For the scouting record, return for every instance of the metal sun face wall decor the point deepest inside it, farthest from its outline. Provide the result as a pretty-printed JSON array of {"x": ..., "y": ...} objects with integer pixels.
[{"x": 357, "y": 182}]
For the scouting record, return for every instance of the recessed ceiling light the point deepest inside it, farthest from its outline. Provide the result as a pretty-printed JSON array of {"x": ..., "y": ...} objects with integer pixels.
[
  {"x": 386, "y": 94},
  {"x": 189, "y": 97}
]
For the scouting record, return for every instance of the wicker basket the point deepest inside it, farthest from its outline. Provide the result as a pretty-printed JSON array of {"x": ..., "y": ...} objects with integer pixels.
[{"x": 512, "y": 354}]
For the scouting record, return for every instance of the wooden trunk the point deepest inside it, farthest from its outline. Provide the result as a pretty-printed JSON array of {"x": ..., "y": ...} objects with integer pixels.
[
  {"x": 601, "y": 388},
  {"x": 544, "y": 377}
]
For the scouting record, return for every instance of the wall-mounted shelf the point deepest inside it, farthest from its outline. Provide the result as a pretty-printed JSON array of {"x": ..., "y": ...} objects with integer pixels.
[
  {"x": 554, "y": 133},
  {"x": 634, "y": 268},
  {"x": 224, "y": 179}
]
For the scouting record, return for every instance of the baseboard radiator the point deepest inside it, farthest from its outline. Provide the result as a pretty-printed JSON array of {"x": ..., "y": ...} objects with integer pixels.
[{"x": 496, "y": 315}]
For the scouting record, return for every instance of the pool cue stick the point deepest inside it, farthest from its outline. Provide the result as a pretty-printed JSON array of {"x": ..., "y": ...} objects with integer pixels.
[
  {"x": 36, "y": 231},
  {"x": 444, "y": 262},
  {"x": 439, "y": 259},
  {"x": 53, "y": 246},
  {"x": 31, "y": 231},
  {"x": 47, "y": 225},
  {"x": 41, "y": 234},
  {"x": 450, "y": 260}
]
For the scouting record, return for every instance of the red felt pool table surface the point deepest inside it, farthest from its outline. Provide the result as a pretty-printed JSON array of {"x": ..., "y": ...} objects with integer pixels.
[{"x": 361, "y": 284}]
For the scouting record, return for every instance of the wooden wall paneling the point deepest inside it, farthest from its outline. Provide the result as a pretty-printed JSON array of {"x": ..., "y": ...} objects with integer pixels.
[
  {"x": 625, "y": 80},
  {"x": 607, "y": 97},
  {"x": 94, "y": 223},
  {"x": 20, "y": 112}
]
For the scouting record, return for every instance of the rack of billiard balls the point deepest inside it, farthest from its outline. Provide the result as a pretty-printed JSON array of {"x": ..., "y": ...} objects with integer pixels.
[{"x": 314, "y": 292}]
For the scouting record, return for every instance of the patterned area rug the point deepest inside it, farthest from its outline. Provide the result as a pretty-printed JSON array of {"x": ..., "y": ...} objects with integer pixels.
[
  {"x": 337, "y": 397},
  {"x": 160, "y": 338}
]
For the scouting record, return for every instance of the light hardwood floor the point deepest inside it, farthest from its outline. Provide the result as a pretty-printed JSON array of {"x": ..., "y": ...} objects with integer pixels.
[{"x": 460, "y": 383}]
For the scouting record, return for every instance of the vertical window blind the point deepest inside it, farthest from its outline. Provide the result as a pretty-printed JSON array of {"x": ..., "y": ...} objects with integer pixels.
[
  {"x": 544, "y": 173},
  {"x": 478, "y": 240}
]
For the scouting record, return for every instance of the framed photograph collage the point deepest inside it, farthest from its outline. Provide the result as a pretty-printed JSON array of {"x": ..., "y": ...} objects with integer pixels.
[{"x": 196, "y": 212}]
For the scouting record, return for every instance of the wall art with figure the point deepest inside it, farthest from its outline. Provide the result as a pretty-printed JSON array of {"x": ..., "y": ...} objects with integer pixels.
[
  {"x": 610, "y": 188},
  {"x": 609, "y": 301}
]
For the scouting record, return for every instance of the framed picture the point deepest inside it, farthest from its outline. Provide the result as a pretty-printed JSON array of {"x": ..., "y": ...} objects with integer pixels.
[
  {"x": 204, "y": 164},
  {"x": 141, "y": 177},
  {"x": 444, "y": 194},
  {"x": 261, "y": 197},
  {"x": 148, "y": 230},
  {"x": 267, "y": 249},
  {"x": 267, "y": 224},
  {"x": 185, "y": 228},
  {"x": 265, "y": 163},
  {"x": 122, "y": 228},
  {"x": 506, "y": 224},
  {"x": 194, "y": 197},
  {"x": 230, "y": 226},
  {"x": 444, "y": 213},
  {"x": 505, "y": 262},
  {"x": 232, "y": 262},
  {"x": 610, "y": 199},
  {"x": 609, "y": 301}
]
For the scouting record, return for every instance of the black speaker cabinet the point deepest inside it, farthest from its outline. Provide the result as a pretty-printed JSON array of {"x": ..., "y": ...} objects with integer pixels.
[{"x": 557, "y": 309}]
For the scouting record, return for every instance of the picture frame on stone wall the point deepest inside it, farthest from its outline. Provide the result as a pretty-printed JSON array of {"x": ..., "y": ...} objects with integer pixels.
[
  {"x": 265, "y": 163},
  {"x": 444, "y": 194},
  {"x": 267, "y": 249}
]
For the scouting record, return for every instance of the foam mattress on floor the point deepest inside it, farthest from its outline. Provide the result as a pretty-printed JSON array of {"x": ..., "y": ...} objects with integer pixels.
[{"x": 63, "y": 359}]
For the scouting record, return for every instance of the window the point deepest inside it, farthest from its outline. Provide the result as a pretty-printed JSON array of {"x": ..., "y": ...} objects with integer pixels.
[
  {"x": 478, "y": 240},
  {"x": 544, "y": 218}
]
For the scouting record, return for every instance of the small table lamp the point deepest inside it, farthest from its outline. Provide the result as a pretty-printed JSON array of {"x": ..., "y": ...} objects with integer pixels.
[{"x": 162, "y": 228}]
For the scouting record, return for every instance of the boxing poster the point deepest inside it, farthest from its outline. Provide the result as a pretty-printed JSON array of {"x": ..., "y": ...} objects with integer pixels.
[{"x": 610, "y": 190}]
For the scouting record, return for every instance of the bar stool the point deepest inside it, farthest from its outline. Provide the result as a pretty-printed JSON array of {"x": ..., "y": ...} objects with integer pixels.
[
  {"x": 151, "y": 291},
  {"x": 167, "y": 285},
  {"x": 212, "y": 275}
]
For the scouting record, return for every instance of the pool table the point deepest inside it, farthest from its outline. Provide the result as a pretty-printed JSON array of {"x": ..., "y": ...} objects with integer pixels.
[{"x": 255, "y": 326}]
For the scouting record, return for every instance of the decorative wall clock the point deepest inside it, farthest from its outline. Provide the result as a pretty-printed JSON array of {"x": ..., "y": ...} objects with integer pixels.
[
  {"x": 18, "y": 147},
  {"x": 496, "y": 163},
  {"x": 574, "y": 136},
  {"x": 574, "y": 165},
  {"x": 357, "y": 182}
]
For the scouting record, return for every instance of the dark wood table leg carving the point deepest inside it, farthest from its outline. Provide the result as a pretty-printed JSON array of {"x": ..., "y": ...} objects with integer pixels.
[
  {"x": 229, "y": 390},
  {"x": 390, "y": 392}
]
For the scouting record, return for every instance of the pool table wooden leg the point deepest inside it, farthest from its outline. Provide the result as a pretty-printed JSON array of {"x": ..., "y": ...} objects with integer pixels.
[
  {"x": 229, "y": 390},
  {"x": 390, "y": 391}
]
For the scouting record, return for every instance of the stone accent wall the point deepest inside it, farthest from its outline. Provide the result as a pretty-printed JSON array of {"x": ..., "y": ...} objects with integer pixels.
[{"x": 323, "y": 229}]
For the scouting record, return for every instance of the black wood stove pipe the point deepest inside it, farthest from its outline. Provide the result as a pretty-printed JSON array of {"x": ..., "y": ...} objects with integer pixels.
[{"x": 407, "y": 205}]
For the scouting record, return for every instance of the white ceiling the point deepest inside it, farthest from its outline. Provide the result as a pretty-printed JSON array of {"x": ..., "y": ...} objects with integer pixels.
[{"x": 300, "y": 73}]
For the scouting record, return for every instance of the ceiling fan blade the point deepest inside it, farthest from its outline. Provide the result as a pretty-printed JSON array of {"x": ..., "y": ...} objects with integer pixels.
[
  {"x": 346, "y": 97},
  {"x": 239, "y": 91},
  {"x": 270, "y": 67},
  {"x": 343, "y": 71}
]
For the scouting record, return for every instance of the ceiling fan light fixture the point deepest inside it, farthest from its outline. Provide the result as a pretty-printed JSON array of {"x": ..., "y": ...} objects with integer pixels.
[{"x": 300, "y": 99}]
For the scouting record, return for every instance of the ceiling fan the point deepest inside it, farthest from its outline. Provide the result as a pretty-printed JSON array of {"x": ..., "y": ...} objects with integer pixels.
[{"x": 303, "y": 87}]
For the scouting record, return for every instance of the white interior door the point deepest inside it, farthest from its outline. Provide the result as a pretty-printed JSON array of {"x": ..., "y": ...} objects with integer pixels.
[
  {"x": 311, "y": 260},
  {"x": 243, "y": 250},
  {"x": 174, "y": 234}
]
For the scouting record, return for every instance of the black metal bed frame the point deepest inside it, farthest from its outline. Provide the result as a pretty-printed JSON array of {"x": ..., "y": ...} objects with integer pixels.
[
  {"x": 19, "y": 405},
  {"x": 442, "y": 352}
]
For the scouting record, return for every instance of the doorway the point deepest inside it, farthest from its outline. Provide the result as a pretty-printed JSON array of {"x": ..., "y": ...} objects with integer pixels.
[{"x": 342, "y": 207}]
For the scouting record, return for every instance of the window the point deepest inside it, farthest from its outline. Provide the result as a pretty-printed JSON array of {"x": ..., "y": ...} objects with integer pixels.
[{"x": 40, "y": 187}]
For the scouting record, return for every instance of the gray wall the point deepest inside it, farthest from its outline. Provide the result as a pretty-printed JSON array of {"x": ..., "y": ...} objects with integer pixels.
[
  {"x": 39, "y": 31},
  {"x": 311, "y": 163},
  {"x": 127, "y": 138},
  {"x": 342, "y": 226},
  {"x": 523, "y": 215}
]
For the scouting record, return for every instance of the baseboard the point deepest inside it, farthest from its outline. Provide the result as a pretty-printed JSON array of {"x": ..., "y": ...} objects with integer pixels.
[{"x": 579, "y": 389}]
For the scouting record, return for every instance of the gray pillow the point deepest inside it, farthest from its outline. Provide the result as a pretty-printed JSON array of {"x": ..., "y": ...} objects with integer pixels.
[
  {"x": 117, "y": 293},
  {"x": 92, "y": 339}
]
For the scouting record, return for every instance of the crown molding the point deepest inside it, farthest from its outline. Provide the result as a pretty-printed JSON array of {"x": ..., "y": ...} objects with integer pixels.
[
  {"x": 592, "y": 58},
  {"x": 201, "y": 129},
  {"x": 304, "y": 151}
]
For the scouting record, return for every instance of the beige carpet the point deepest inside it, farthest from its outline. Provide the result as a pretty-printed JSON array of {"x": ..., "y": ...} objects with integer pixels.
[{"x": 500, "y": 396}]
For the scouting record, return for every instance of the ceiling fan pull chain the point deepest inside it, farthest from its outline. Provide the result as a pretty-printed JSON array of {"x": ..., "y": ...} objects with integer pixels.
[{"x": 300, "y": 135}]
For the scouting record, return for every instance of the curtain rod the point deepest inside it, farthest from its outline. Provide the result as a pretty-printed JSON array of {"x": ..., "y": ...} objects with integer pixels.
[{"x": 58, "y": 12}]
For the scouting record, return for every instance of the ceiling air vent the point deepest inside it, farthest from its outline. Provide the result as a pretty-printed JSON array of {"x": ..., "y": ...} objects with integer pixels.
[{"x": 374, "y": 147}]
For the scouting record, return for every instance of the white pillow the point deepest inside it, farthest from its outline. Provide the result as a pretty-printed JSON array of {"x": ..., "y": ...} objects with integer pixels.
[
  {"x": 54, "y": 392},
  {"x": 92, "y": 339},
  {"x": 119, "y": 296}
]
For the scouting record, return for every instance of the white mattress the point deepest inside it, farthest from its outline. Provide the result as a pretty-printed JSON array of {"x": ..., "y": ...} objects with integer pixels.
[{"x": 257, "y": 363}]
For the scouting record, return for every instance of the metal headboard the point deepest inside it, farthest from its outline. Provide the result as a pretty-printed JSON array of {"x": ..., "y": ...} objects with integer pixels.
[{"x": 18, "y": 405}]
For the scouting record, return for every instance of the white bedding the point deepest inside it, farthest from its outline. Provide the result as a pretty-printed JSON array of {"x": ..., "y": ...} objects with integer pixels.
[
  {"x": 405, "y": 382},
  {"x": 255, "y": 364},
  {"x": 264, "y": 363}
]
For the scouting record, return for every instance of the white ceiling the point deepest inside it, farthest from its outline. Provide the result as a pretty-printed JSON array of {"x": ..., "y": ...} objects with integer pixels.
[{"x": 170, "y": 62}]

════════════════════

■ GIVEN EXERCISE: Give again only the lines starting at the one that contains "the white mattress" and running to the end of the data.

■ EXERCISE SOLUTION:
For the scouting record, return for every instance of the white mattress the point deepest inside it, farthest from its outline. Provide the result as a pretty-printed JSON array of {"x": ..., "y": ...} objects with integer pixels.
[{"x": 257, "y": 363}]
For the scouting record, return for every instance of the metal headboard the point deepest inside it, farthest from its outline. Provide the result as a pretty-printed JSON array of {"x": ..., "y": ...} objects with integer pixels.
[{"x": 18, "y": 405}]
For the scouting record, return for every instance of the white bedding the point deepest inside it, farthest from its outline. Provide the result as a pretty-printed JSON array of {"x": ..., "y": ...} objects with integer pixels.
[
  {"x": 405, "y": 382},
  {"x": 255, "y": 364},
  {"x": 264, "y": 363}
]
For the scouting record, return for every instance of the white ceiling the point deepest inside it, farthest from its outline. Provide the result as a pretty-printed JSON array of {"x": ..., "y": ...} objects with integer pixels.
[{"x": 170, "y": 62}]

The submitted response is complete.